Passage for review:

= = =


    Hang in there. We in the ‘sphere are rooting for you.

  7. Oh Jade! There’s always a light at the end of the tunnel… sorry, couldn’t resist. At any rate you’re in a good area and even though it may take a while to find the right medical help, you’ll find it. Fighting!

  8. mel

    This has been a time of much transition. I hope your new therapist is the third-time charm.

    As for friends, have you talked to them? I know some people go into a state of paralysis for different reasons, not knowing the “right” thing to do, and afraid of doing the “wrong” thing.

  9. When, ten years ago, I had my breakdown, I realized who my “true friends” were. They are the ones I hold close to me still. I wasn’t angry with the people I lost, but that is probably because I was drugged for a few months and thankful for the sleep. 😉

    This past fall, when the boyfriend was in and out of the hospital, I found out (yet again) who some of my newer, truer friends are. My close friends from college–scattered over the globe–still had time to phone or email well wishes every now and then. And my newer close friends just showed up with food when I was at home and didn’t ask that I talk, just that I eat.

    At first I was livid with the people who dropped out when the BF was sick. A few months later I have all but forgotten them. It still stings. It sounds banal, but I am more thankful for the souls who held me up when I felt like I couldn’t stand on my own.

    Some people honestly do go into paralysis for the reasons Mel mentioned above; sometimes it triggers their own hidden psychological issues. And sometimes it does help to talk to people, especially in a longer-term healing process. However, you do not need to be 100% understanding by any stretch. It’s respectful of you to be understanding of others’ limitations, but if they will not be understanding of yours, why should you work so much harder?

    I don’t know what the solution is, unfortunately. I act out of anger very quickly, and often I regret it. I do know that I don’t regret trying harder with the people I let go. I realized they were never going to be the people I thought they were.

    I hold tight to the friends who stayed.

  10. mel

    It’s a hard decision or realization to make, I think. I’ve had to break off people when I found I didn’t like the way they treated me – whether it’s draining your energy, or in your case Jade, where they’re not supporting you.

= = =

Brief 1: Summarize the comment thread about friendship during hard times in two sentences.
Brief 2: Write the next part of the comment thread about friendship during hard times, picking up after its final sentence.

= = =

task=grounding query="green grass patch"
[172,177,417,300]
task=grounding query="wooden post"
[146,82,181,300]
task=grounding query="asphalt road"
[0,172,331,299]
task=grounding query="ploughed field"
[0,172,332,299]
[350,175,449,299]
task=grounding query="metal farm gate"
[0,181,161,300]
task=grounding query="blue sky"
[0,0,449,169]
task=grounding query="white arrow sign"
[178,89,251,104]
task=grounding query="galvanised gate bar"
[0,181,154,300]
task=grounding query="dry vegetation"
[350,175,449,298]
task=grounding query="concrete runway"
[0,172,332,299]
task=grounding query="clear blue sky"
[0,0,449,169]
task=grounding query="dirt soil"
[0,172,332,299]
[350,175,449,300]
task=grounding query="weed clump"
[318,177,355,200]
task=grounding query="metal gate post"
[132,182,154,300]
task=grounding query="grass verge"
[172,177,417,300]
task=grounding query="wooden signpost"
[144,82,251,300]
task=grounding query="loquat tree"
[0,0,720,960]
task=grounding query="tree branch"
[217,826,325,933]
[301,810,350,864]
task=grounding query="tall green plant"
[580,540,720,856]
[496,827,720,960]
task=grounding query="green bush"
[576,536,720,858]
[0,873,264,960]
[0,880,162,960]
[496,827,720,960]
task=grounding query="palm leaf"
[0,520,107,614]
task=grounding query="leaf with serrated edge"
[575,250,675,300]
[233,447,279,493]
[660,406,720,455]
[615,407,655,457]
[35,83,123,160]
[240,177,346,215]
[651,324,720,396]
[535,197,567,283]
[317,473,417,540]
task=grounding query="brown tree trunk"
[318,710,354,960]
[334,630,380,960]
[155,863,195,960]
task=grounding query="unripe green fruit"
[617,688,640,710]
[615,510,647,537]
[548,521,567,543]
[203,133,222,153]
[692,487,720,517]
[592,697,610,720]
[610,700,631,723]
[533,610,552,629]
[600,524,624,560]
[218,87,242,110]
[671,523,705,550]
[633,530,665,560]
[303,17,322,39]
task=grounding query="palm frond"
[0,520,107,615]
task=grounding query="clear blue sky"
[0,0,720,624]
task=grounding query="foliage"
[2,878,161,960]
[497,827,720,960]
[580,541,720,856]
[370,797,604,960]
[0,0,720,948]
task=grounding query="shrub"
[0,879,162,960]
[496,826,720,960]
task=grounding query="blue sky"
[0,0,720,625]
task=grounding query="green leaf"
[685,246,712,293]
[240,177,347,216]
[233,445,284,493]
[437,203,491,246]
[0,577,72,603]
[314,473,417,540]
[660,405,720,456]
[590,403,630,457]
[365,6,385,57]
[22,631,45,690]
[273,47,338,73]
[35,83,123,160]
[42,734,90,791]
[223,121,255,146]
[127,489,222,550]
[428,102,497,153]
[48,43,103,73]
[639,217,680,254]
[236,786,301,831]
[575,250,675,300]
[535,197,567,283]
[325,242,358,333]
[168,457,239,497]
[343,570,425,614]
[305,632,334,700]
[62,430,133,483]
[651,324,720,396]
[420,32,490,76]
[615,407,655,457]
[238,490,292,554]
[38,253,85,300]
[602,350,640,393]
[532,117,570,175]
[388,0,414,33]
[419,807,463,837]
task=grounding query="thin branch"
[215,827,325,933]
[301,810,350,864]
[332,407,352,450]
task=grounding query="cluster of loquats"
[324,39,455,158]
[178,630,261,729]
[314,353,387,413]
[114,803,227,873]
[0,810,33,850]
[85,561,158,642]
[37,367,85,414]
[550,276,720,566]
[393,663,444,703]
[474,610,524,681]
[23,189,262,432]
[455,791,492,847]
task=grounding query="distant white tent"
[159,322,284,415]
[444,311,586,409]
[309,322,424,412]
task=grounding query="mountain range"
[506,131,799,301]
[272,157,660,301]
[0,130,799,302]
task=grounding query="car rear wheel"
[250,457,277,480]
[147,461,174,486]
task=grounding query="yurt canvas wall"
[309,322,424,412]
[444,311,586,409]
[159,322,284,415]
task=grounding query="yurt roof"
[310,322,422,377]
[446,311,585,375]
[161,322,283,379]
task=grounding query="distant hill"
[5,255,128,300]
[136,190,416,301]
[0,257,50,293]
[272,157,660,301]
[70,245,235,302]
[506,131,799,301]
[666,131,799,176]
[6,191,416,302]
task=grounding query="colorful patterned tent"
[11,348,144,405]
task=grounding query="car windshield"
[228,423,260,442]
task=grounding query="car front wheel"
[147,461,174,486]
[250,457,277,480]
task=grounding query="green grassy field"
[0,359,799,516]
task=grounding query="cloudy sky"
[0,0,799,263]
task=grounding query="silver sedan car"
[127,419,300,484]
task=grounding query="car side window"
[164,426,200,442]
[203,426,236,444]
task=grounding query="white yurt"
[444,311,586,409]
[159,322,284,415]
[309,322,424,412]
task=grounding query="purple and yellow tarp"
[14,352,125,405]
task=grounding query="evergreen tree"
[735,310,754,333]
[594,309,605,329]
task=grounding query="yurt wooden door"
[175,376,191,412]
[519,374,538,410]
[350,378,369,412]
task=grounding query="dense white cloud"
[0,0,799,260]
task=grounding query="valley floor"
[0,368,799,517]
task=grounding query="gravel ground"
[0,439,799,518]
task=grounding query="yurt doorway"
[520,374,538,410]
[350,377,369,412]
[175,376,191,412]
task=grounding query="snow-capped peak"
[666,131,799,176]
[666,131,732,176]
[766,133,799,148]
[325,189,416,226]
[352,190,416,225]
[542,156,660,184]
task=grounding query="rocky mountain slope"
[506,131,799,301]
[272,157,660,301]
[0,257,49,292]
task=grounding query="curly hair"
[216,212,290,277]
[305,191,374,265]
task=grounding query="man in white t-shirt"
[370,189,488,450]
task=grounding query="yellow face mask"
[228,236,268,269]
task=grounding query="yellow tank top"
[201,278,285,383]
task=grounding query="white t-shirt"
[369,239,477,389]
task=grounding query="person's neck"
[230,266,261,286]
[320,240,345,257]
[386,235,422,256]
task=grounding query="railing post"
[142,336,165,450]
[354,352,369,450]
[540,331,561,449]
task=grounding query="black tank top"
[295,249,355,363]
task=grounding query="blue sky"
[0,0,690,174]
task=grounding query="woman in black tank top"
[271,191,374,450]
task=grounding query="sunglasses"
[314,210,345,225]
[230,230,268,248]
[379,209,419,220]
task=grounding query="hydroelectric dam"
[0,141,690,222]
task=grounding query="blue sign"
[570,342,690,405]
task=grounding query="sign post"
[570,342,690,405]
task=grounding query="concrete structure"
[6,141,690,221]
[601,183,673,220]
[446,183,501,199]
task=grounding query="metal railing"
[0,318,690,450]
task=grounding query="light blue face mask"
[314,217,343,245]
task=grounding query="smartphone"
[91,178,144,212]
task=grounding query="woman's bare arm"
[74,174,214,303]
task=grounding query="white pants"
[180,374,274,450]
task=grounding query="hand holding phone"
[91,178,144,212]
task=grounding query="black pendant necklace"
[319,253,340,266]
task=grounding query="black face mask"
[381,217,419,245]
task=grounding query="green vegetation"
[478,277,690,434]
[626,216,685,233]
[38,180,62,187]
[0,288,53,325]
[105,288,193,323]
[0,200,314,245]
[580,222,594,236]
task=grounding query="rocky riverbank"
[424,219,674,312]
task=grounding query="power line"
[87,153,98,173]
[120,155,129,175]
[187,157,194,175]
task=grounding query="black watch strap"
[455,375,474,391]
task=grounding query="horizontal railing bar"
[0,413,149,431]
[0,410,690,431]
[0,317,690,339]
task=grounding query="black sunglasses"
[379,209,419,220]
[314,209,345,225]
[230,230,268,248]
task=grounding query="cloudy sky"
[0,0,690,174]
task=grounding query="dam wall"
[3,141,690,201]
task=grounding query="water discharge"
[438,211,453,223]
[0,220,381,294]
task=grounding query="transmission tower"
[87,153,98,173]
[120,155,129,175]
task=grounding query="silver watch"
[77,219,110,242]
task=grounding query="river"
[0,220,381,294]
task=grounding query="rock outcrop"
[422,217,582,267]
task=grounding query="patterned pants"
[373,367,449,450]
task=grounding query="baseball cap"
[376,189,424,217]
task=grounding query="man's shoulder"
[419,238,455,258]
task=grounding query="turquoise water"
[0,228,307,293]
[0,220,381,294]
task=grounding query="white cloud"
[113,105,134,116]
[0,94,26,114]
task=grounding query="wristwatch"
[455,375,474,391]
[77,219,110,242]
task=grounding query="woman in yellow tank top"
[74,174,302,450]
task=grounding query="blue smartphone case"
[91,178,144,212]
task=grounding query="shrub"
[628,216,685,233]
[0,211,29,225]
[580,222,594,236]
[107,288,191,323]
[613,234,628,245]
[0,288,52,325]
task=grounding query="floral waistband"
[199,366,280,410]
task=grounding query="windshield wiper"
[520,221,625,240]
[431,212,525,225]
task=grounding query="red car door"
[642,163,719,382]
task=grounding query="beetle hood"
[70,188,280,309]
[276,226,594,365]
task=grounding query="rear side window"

= = =

Result 1: Commenters encourage Jade, who faces a search for the right medical help and a new therapist, and Mel suggests that absent friends may be paralyzed by fear of doing the wrong thing. Another commenter describes learning who true friends were during a breakdown and a boyfriend's hospital stays and argues that one need not be fully understanding of people who won't understand in return, and Mel adds that breaking off people who don't offer support is a hard decision.

Result 2:
    Someone told me the test is if you miss the people who are suddenly absent from your life. If you do, perhaps it merits a call or email. If you don’t, maybe you never needed them.

  11. I don’t think there is such a test–I miss everyone who is suddenly absent from my life. But I am too tired to reach out, to be frank, although I am really good at putting up a strong front. Or rather, I am too frightened (and well trained at hiding) to put my real face out there.

    I am not talking about flowers or gifts (they are sooo nice of course), and I am beginning to realize that there is a line in the world of “having been sick/dealth with sickness” and “never having dealt with sickness.”

    Is it fair that we are so divided? Probably not. Is there that awful line? Yes, as BarkingKitten and loosegreentea have so described in their comments, and as I have learned in harsh ways.

    Maybe I will put up a post on what I need/want from friends these days. Gifts are wonderful but they are not the core of what I need. An email saying “Hey, I’m thinking about you.” THAT would be excellent.

    Hearing word that people are TALKING about me, but not hearing directly from them? Or even, really, strictly limited to this blog? Not excellent, and very very weird.

    Okay, very tired–on the East Coast right now…maybe I will regret what I’ve posted here, but oh well, I am way too tired to beat around the bush.

  12. mel

    I know you must be so stressed and tired, but you do have people who support you. I guess we all put up fronts when we’re hurting or afraid of getting hurt (or have been hurt already).

    I emailed you offline. Let me know what i can do.

  13. Thinking about you here in the midwest Jade and sending you good vibes…..sleep may be your best friend right now *smile*

    Thanks for letting us know where you are and how you are feeling this week.